The records START
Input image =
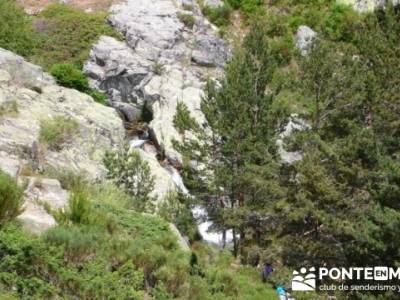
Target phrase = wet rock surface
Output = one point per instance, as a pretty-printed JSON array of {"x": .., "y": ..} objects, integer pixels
[{"x": 162, "y": 62}]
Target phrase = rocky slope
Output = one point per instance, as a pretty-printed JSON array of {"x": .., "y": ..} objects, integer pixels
[
  {"x": 161, "y": 62},
  {"x": 29, "y": 96}
]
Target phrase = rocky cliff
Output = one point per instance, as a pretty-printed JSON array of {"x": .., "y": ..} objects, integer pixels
[
  {"x": 28, "y": 96},
  {"x": 170, "y": 51}
]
The records END
*Work to be completed*
Starting from the data above, filter for lines with "phrase" and copy each one.

*Written solution*
Target phrase = wet rock surface
Target phrase = rocky slope
Target phrase = rocky cliff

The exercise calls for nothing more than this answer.